» YOUR GOAL:
From the line containing "Task: detect terracotta" to the last line of the records below, repeat every line exactly and add nothing else.

Image-backed grounding data:
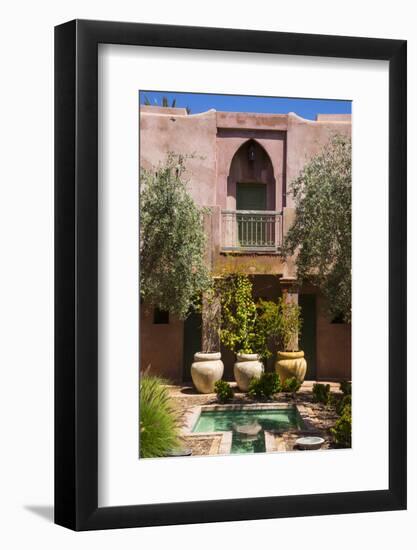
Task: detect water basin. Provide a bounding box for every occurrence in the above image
[192,407,303,454]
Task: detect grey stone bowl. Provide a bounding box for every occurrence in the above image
[233,421,262,440]
[295,436,325,450]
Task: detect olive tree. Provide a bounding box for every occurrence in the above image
[140,153,210,319]
[283,135,352,322]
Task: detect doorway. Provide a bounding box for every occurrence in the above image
[237,182,267,246]
[299,294,317,380]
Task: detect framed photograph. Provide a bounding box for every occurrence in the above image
[55,20,406,531]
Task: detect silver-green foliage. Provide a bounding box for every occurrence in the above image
[275,296,302,352]
[256,296,302,354]
[284,135,352,322]
[140,153,210,319]
[139,375,181,458]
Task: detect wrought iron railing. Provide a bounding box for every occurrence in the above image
[221,210,283,252]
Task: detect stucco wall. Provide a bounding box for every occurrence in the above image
[286,112,351,207]
[140,307,184,382]
[140,108,218,207]
[316,293,352,381]
[140,107,352,211]
[301,284,352,381]
[140,107,351,249]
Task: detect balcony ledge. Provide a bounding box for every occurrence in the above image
[220,247,282,256]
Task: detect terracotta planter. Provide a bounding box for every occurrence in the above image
[191,352,224,394]
[234,353,264,392]
[275,350,307,384]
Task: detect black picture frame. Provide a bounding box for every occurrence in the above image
[55,19,407,531]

» EXERCISE RESPONSE:
Task: detect terracotta planter. Provide a bounding box for every occurrence in the above image
[191,352,224,394]
[234,353,264,392]
[275,350,307,384]
Task: detect black picture frame. Provide a bounding box for every occurrence in the above image
[55,19,407,531]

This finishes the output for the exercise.